**PROBLEM TO WORK ON**
Please edit these rows, replacing every "even-odd" with "nonzero" and changing nothing else. Leave the pictures out of your answer.

══ EXTRACTED ENTRIES ══

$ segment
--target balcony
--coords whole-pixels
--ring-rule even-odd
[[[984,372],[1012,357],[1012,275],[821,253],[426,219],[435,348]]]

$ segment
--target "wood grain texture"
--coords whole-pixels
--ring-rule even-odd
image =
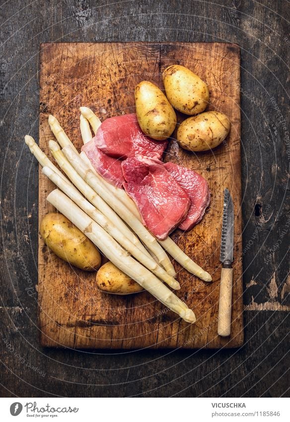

═══

**THE SOLUTION**
$ segment
--target balcony
--coords whole-pixels
--ring-rule nonzero
[[[984,372],[1012,357],[1012,275],[821,253],[426,219],[435,348]]]

$ segment
--target "wood grain texture"
--coords whole-pixels
--ring-rule nonzero
image =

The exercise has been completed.